--- Start INFORMATION GIVEN ---

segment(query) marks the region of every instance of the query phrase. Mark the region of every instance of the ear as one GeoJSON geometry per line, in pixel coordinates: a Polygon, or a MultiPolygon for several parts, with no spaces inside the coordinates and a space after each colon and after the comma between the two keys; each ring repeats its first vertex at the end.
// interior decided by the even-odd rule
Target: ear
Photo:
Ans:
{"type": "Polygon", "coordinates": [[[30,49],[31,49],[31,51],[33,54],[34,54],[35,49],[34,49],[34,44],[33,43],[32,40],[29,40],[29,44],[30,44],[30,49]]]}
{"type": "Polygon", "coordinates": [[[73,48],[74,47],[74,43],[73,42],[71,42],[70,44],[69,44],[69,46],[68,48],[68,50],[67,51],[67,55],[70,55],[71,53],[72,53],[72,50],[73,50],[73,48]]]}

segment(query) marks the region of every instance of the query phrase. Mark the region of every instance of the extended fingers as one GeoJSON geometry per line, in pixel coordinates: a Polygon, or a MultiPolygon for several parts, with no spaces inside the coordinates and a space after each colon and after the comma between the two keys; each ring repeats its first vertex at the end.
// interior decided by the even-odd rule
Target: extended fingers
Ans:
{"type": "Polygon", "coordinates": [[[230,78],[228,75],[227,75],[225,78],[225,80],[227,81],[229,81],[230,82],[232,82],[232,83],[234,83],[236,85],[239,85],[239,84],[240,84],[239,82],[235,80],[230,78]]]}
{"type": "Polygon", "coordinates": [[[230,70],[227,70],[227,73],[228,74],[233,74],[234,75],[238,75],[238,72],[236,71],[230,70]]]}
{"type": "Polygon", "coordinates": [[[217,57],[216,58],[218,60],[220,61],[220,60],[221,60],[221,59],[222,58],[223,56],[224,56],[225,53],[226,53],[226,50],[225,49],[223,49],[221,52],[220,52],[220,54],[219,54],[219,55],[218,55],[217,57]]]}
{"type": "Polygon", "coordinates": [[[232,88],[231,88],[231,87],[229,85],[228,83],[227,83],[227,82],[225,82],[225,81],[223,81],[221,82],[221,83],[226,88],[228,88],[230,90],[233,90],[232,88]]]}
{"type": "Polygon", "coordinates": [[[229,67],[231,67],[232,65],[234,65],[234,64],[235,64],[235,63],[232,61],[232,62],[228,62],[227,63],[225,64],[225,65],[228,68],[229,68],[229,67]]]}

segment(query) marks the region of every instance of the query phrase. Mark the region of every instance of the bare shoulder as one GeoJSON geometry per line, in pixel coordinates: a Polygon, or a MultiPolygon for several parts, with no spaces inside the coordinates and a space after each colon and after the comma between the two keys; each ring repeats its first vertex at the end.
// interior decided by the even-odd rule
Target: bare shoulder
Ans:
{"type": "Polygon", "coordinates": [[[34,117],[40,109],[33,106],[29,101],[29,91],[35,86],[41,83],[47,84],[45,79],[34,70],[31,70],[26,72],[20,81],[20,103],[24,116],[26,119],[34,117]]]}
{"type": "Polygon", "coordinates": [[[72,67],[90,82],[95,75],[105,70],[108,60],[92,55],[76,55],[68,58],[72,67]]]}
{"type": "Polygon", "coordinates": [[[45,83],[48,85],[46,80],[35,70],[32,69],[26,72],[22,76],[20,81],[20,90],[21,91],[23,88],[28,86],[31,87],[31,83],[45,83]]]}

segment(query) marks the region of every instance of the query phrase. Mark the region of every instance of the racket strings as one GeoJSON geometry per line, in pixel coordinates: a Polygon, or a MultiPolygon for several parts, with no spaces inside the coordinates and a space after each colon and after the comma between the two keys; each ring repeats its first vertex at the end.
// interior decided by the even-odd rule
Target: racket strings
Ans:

--- End INFORMATION GIVEN ---

Your task is to reproduce all of the records exactly.

▸ **RESULT**
segment(query) marks the region of every instance of the query phrase. Mark the region of every instance of the ear as one GeoJSON geometry per line, in pixel coordinates: a Polygon, or a MultiPolygon for several parts, with no spaces inside the coordinates and a space after each colon and after the comma between the two keys; each ring repeats its first vertex at the end.
// interior decided by the even-odd rule
Target: ear
Photo:
Ans:
{"type": "Polygon", "coordinates": [[[30,49],[31,49],[31,51],[33,54],[34,54],[35,49],[34,49],[34,44],[33,43],[32,40],[29,40],[29,44],[30,44],[30,49]]]}
{"type": "Polygon", "coordinates": [[[73,48],[74,47],[74,43],[73,42],[71,42],[70,44],[69,44],[69,46],[68,48],[68,50],[67,51],[67,55],[70,55],[71,53],[72,53],[72,50],[73,50],[73,48]]]}

segment(query) marks the region of every instance of the query phrase. Mark the region of every instance of the extended fingers as one GeoJSON geometry per line, in pixel coordinates: a Polygon, or a MultiPolygon for several parts, with no spaces inside the coordinates and a space after each colon and after the comma between the two keys; each ring repeats its first vertex at the end.
// interior decided by the even-odd rule
Target: extended fingers
Ans:
{"type": "Polygon", "coordinates": [[[230,78],[228,75],[227,75],[225,78],[225,80],[227,81],[229,81],[230,82],[232,82],[232,83],[234,83],[236,85],[239,85],[239,84],[240,84],[239,82],[235,80],[230,78]]]}
{"type": "Polygon", "coordinates": [[[230,70],[227,70],[227,73],[228,74],[233,74],[234,75],[238,75],[238,72],[236,71],[230,70]]]}
{"type": "Polygon", "coordinates": [[[217,57],[216,58],[218,60],[220,61],[220,60],[221,60],[221,59],[222,58],[223,56],[224,56],[225,53],[226,53],[226,50],[225,49],[223,49],[221,52],[220,52],[220,54],[219,54],[219,55],[218,55],[217,57]]]}
{"type": "Polygon", "coordinates": [[[232,88],[231,88],[231,87],[229,85],[228,83],[227,83],[227,82],[225,82],[225,81],[223,81],[221,82],[221,83],[226,88],[228,88],[230,90],[233,90],[232,88]]]}
{"type": "Polygon", "coordinates": [[[229,67],[231,67],[232,65],[234,65],[234,64],[235,64],[235,63],[232,61],[232,62],[228,62],[227,63],[225,64],[225,65],[228,68],[229,68],[229,67]]]}

segment(query) marks the region of every instance of the query phrase. Mark the region of every instance of the bare shoulder as one GeoJSON geometry per line, in pixel coordinates: a Polygon, or a MultiPolygon for several parts, with no spaces inside the coordinates and a space after each colon and after the comma between the two keys; each ring repeats its first vertex at the end.
// interior decided by the even-odd rule
Target: bare shoulder
Ans:
{"type": "Polygon", "coordinates": [[[34,117],[40,109],[33,106],[29,101],[29,91],[35,86],[41,83],[47,84],[45,79],[34,70],[31,70],[26,72],[20,81],[20,103],[24,116],[26,119],[34,117]]]}
{"type": "Polygon", "coordinates": [[[72,67],[90,82],[95,75],[105,70],[108,60],[92,55],[76,55],[68,58],[72,67]]]}
{"type": "Polygon", "coordinates": [[[45,83],[48,85],[46,80],[35,70],[32,69],[26,72],[22,76],[20,81],[20,90],[21,91],[23,88],[28,86],[31,87],[31,83],[45,83]]]}

segment(query) marks the region of every instance of the query phrase. Mark the region of every instance of the racket strings as one GeoJSON geometry per line, in pixel coordinates: a Polygon, or a MultiPolygon for several parts, with no spaces inside the coordinates and a space after each colon and after the comma between the two keys; each ring repeats its first vertex at the end.
// interior decided by the even-odd rule
Target: racket strings
Ans:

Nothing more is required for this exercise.